[Directions]
Rewrite all of the records below as a numbered list, leaving out any blank lines.

-- START Information given --

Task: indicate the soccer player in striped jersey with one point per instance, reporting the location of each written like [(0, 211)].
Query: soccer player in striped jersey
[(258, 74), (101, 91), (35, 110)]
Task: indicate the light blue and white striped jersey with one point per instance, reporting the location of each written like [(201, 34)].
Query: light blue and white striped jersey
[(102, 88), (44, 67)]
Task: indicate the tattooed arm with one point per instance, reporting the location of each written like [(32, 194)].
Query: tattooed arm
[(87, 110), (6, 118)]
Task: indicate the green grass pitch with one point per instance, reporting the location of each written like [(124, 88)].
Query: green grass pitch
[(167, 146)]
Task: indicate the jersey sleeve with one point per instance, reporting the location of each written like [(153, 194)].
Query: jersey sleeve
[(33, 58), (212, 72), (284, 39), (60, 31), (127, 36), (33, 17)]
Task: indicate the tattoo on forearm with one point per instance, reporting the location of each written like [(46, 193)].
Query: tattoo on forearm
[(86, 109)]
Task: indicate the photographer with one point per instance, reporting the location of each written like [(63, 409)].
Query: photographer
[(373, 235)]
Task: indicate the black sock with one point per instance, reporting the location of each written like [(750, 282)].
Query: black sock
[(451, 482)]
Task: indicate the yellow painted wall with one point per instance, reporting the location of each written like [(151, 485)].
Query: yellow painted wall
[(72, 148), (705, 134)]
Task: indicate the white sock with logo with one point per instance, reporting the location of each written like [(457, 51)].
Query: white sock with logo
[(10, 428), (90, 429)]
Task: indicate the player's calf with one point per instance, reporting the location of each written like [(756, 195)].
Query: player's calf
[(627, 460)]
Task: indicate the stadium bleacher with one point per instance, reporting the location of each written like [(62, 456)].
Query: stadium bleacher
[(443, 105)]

-- END Information given --

[Solution]
1. Task: indicate the soccer player in striped jersey with one point per instance, reporting the location of each written like [(0, 211)].
2. Query: soccer player in striped jersey
3. [(258, 74), (101, 91), (35, 110)]
4. Task: indicate the light blue and white striped jersey with one point per instance, reporting the location of each written like [(201, 34)].
5. Query: light blue and white striped jersey
6. [(102, 88), (44, 67)]
7. Task: indicate the tattooed arm with one point per instance, reporting the location of each written like [(32, 194)].
8. Query: tattooed arm
9. [(87, 110), (6, 118)]
10. Task: indicate the green grass pitch with one point per instance, reporting the location of each written like [(124, 88)].
11. Query: green grass pitch
12. [(167, 146)]
13. Task: indicate the jersey sleeve with one point per instance, reporting the location of each written like [(153, 194)].
14. Query: jersey sleeve
15. [(33, 58), (212, 72), (284, 39), (60, 31), (127, 36), (33, 17)]
16. Task: indicate the tattoo on forearm with one point per instance, reporting the location of each written like [(46, 193)].
17. Query: tattoo on forearm
18. [(86, 109)]
19. Task: indicate the photographer with one point per instance, reporting the location of each written like [(63, 409)].
20. Query: photographer
21. [(373, 235)]
22. Task: indicate the black sock with one point per instance, reporting the location of each written like [(750, 282)].
23. Query: black sock
24. [(451, 482)]
25. Task: indicate the yellow painted wall with one point per instance, reporting the location of each written like [(151, 485)].
26. Query: yellow painted wall
27. [(72, 148), (705, 134)]
28. Task: indicate the white sock with logo with one point per instance, reporting the location of each written like [(457, 51)].
29. Query: white sock with logo
30. [(10, 428), (90, 429)]
31. Task: indicate the player's calf with one point per instance, reporting the location of each written like [(756, 195)].
32. Query: player's calf
33. [(627, 460)]
34. Task: indicate the stadium bleacher with one point per instance, reporting the location of each written like [(62, 456)].
35. Query: stadium bleacher
36. [(443, 105)]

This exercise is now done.